**PROBLEMS**
1. Duplicate the passage on Lee's doctrine of deification between "But now in the" and "in nature but not in the Godhead.", inclusive.
2. Finish out the next part of the passage on Lee's doctrine of deification, picking up after its last sentence.

Situated within Lee’s commitment to orthodox Trinitarianism (Reardon and Chiu 2025a), Lee firmly rejects any notion—such as those embedded within ancient Greco-Roman or present-day Eastern mystical traditions—that deification invites human beings into the Godhead. For Lee, deification never effects “any essential change in the Godhead, in the eternal, immutable, triune being of the one true and unique God” (Kangas 2002, p. 3). Even at the height of their sanctification, believers remain creatures. They are never elevated to become objects of worship, nor does their transformation in any way alter the immanent Trinity, that is, the eternal, unchangeable Triune God. Lee’s circumscription of deification, “not in the Godhead”, echoes both the Palamite position advanced within Eastern Orthodoxy—believers may share in God’s energies, but not His essence—and the position articulated by some Western theologians, who, intending to preserve divine simplicity, argue that we partake of God’s essence without comprehending His essence. Whether speaking of Lee, the Greek East, or the Latin West, the key issue affirmed by all parties, as Keating notes above, is that an orthodox understanding of deification must affirm that God withholds some aspects of Godself from human participation, both presently and eschatologically.
Though sometimes employing different terminology, Lee also contends that human beings will never participate in God’s incommunicable attributes (transcendence, omnipotence, omniscience, omnipresence, self-existence, the ability to create ex nihilo, etc.) (Robichaux 2002). Furthermore, Christian deification is not initiated by human effort nor can it ever originate with human desire; it is only possible because God acted first via the incarnation to make Him accessible for us to partake of. (2 Cor 5:21; 8:9).22 Lastly, though human beings are created in imago Dei—and thus, a close relationship exists between them and God—they do not possess any element of divinity in their created nature, despite what early Platonists or modern-day “New Age” practitioners propose. Rather, believers “participate” in the unique God by grace, become “God-men” through God’s life and nature, and remain forever distinct from God in His Godhead.

8. What Deification Is

Over the six decades of his ministry, Lee regularly spoke of individual sanctification in terms of “union/mingling” [with Christ], while also employing other significant participatory terms and suggestive metaphors.23 In the final years of his ministry, however, he explicitly articulated an expansive doctrine of deification which he often referred to as “the high peak of the divine revelation”:
We want to see the practical way to live a life according to the high peak of the divine revelation, which is not out of man’s imagination but in the Holy Scriptures. This high peak is that God became man that man may become God in life and nature but not in the Godhead.
But now in the New Testament age, the time has come in which God would go further and deeper to make man absolutely one with Him, to make man Him and to make Him man. Athanasius, who was one of the church fathers, said concerning Christ, “He was made man that we might be made God”. This means that we are made God in life and in nature but not in the Godhead.
We become the same as God and Christ in life, nature, expression, and function, but not in the Godhead. To say that we are the same as God in His Godhead is a great blasphemy, but to say that we cannot be the same as God in life, nature, expression, and function is unbelief. The Bible tells us again and again that God wants to be one with us and to make us one with Him. This is God’s intention.

**STORED DATA**
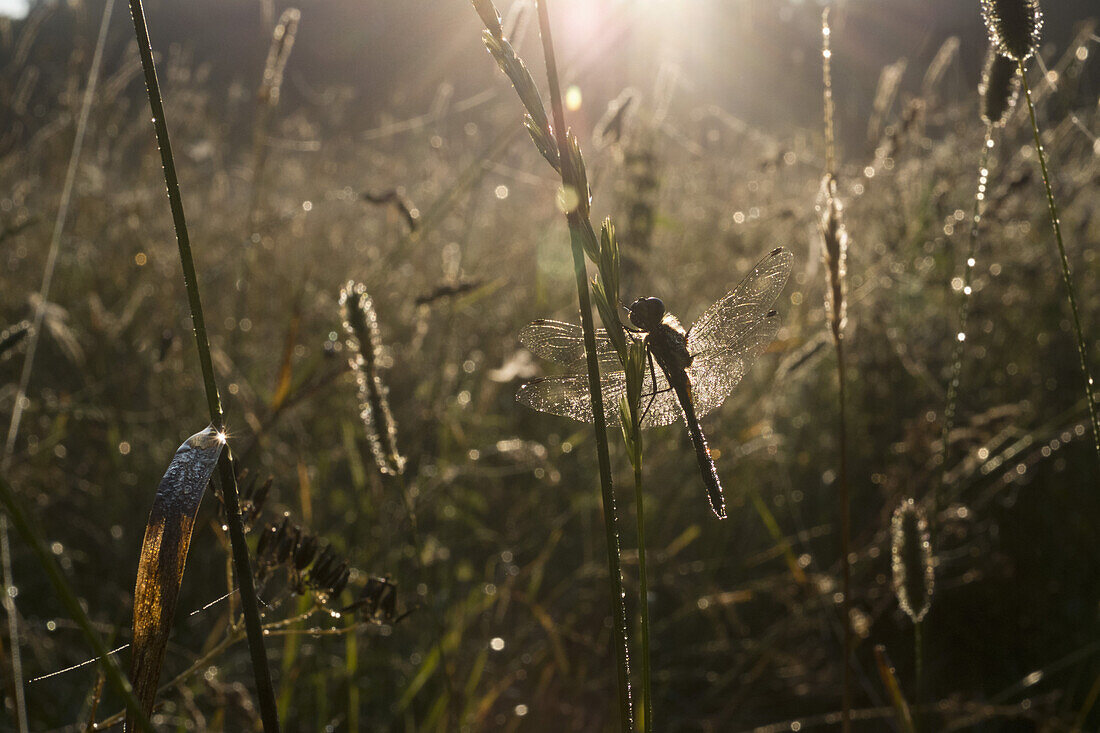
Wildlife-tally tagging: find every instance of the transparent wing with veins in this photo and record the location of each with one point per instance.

**FINAL ANSWERS**
1.
But now in the New Testament age, the time has come in which God would go further and deeper to make man absolutely one with Him, to make man Him and to make Him man. Athanasius, who was one of the church fathers, said concerning Christ, “He was made man that we might be made God”. This means that we are made God in life and in nature but not in the Godhead.

2.
In the chapter entitled “The God-Men’s Divine Right to Participate in God’s Divinity”, Lee further articulates the contours and content of his understanding of deification by listing ten items that he posits all regenerated believers participate in (Lee 2004–2020, vol. 130, pp. 213–19):
  • God’s life (John 3:15; Col. 3:4)—that is, the eternal life of God, through regeneration by their believing in Jesus.
  • God’s nature (Eph. 1:4; 2 Pet. 1:4)—that is, to be “sanctified, separated unto God”, and even to be “saturated and permeated with His holy nature”.
  • God’s mind (Eph. 4:23; Phil. 2:5)—to allow the “divine mind” to penetrate and saturate the believer’s mind.
  • God’s being (2 Cor. 3:18b; Eph. 3:8)—to be transformed by virtue of having God’s unsearchable riches dispensed unto them.
  • God’s image (2 Cor. 3:18a; Rom. 8:29)—by virtue of their spiritual transformation, an organic and metabolic process, to conform to the resurrected and glorified Christ.
  • God’s glory (v. 30; Heb. 2:10)—to have their bodies eventually saturated by the divine glory at Christ’s return.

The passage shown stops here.